The 47th New York Infantry Regiment was an infantry regiment in the Union Army during the American Civil War.

Service
The 47th New York Infantry was organized at New York City, New York and mustered in for three years service on September 14, 1861, under the command of Colonel Henry Moore.

The regiment was attached to Viele's 1st Brigade, Sherman's South Carolina Expeditionary Corps, to April 1862. 2nd Brigade, 2nd Division, Department of the South, to July 1862. District of Hilton Head, South Carolina, X Corps, Department of the South, to April 1863. Ossabaw Sound and Folly Island, South Carolina, to July 1863. Folly Island, South Carolina, X Corps, to August 1863. 5th Brigade, Morris Island, South Carolina, X Corps, to October 1863. Unattached, Folly Island, South Carolina, to November 1863. District of Hilton Head, South Carolina, to December 1863. Barton's Brigade, District of Hilton Head, South Carolina, to February 1864. Barton's Brigade, District of Florida, February 1864. Barton's Brigade, Ames' Division, District of Florida, to April 1864. 2nd Brigade, 2nd Division, X Corps, Army of the James, Department of Virginia and North Carolina, to May 1864. 1st Brigade, 3rd Division, XVIII Corps, to June 1864. 2nd Brigade, 2nd Division, X Corps, to December 1864. 2nd Brigade, 2nd Division, XXIV Corps, to January 1865. 2nd Brigade, 2nd Division, Terry's Provisional Corps, Department of North Carolina, to March 1865. 2nd Brigade, 2nd Division, X Corps, Department of North Carolina, to July 1865. Department of North Carolina to August 1865.

The 47th New York Infantry mustered out of service on August 30, 1865.

= WRITTEN EXERCISE 1 =
Report every line of the records below that contains the string "tall", matching case exactly.

= EXERCISE MATERIALS =
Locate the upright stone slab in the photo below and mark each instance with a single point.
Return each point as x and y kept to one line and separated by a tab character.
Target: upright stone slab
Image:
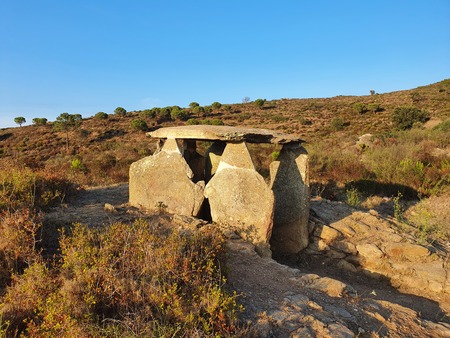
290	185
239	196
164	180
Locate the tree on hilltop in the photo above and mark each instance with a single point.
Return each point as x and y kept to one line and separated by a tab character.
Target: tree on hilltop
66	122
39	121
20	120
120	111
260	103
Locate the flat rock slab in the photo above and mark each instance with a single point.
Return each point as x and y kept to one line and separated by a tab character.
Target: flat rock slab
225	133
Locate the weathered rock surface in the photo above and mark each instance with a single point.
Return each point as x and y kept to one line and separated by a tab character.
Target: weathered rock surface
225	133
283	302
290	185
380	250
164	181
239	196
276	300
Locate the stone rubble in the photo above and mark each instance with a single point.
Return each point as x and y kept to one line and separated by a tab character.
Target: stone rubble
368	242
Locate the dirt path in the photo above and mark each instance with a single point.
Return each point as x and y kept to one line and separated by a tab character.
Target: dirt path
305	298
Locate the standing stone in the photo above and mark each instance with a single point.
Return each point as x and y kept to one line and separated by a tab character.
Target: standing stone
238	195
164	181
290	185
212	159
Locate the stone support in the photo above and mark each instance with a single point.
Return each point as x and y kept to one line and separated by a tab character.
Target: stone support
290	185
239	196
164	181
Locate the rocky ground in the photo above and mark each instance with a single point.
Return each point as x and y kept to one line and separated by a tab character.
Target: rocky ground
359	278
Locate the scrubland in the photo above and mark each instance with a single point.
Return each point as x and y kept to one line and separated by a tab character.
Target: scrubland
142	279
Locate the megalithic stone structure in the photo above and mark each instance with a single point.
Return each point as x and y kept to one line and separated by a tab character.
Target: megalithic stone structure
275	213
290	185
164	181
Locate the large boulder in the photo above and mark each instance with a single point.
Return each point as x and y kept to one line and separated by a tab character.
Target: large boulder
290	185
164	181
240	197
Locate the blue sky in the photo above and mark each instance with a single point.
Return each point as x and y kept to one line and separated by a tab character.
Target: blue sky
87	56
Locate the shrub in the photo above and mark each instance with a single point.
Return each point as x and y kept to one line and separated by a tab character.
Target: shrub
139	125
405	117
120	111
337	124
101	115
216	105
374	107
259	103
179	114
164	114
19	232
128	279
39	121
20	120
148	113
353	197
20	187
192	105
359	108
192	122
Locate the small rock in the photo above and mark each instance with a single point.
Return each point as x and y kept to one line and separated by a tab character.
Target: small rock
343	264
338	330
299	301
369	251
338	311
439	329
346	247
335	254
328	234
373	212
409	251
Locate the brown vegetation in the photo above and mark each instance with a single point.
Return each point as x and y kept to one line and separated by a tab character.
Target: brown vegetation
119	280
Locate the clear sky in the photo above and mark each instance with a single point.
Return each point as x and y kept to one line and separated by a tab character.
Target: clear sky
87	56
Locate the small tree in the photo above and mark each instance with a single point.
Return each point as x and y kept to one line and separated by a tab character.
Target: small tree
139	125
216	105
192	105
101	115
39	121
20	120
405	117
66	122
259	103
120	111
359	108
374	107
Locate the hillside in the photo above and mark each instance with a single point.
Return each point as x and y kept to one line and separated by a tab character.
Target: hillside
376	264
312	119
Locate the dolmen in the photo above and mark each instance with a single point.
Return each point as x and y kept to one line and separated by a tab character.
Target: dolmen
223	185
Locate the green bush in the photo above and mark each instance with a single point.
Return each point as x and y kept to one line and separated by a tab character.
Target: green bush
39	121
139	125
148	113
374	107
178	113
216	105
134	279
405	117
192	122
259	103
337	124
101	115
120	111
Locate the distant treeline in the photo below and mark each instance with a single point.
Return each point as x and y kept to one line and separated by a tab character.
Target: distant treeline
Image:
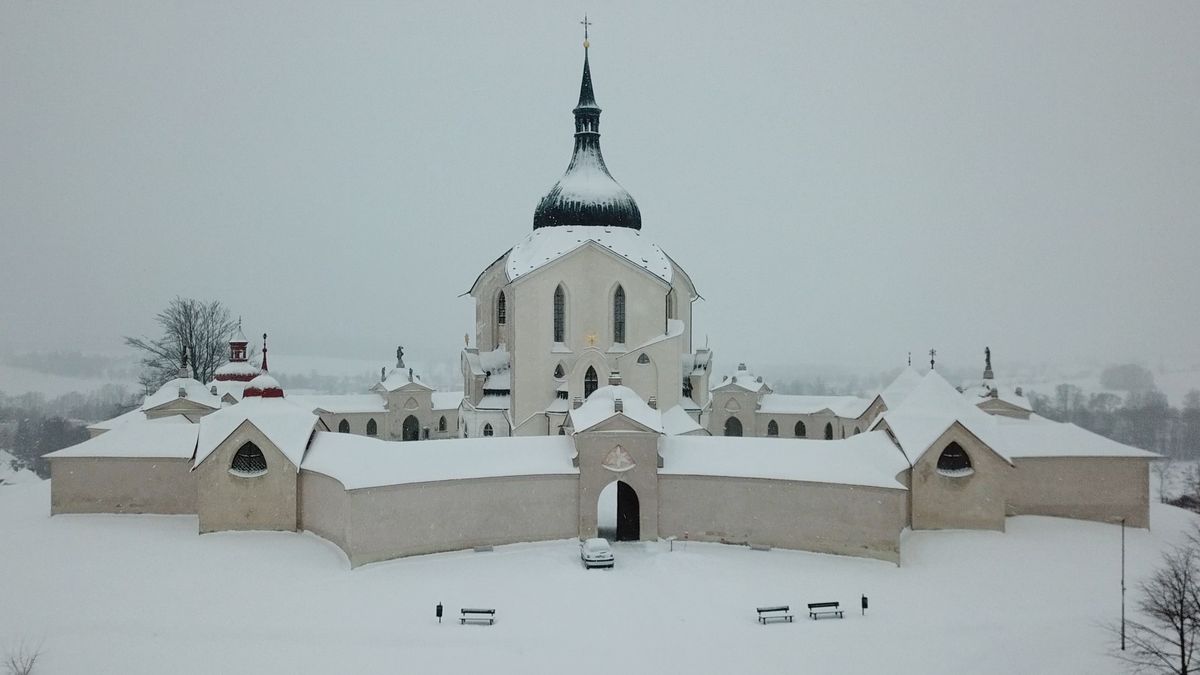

* * *

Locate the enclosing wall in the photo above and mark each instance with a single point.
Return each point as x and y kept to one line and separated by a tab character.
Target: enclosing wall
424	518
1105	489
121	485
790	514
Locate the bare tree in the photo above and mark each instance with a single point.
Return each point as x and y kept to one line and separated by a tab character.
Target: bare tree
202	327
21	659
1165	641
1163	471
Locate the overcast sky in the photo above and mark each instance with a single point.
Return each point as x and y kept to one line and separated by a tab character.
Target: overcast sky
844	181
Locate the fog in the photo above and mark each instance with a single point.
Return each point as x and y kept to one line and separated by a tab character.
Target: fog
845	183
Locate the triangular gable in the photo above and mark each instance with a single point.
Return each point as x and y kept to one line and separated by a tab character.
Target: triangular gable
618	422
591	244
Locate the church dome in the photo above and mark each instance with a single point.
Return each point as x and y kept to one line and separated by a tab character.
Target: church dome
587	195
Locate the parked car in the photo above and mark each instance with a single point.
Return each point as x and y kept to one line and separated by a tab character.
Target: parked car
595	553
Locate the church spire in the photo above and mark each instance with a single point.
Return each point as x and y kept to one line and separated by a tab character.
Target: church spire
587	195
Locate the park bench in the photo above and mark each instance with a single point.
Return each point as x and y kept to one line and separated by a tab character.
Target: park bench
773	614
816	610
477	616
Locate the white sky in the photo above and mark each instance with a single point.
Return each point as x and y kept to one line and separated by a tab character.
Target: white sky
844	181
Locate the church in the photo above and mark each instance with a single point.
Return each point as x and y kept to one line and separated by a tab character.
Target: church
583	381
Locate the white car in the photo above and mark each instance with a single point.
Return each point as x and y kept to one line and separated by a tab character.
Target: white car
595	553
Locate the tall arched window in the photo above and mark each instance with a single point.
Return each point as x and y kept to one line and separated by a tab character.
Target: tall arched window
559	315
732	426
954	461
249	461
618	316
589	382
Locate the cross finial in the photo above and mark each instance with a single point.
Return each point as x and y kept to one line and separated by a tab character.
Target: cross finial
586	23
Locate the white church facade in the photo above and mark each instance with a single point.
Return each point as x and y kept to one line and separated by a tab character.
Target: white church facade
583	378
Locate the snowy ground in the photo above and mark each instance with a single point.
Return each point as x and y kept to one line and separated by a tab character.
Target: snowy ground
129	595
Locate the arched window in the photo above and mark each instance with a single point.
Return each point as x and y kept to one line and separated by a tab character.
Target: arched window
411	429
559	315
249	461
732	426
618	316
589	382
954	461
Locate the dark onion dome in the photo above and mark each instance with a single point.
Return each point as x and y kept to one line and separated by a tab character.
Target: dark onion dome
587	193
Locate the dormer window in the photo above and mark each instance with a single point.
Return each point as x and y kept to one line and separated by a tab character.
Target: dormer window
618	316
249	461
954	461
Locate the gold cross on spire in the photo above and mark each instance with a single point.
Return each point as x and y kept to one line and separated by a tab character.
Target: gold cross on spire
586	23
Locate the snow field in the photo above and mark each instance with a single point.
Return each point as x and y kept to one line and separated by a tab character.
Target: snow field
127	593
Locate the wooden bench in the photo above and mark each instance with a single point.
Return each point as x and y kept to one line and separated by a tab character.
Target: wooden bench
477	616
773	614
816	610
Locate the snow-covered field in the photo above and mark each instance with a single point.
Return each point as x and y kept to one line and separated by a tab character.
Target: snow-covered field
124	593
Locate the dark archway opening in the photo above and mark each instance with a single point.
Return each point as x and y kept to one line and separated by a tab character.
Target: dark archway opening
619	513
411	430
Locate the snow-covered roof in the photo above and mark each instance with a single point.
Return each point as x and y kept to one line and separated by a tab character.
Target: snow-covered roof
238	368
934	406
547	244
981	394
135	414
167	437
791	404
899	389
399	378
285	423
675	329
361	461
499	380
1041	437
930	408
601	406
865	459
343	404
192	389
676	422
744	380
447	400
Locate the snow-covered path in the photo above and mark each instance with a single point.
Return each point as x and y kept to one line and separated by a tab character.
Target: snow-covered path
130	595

= WRITTEN EXERCISE 2 =
Return, verbatim, the part of the 47th New York Infantry text that opens with the words "The 47th New York Infantry Regiment" and closes with "Colonel Henry Moore.".

= FINAL RESULT 1 =
Locate the tall arched window in the photo above and mark each instance with a single point.
Target: tall arched window

= FINAL RESULT 2 =
The 47th New York Infantry Regiment was an infantry regiment in the Union Army during the American Civil War.

Service
The 47th New York Infantry was organized at New York City, New York and mustered in for three years service on September 14, 1861, under the command of Colonel Henry Moore.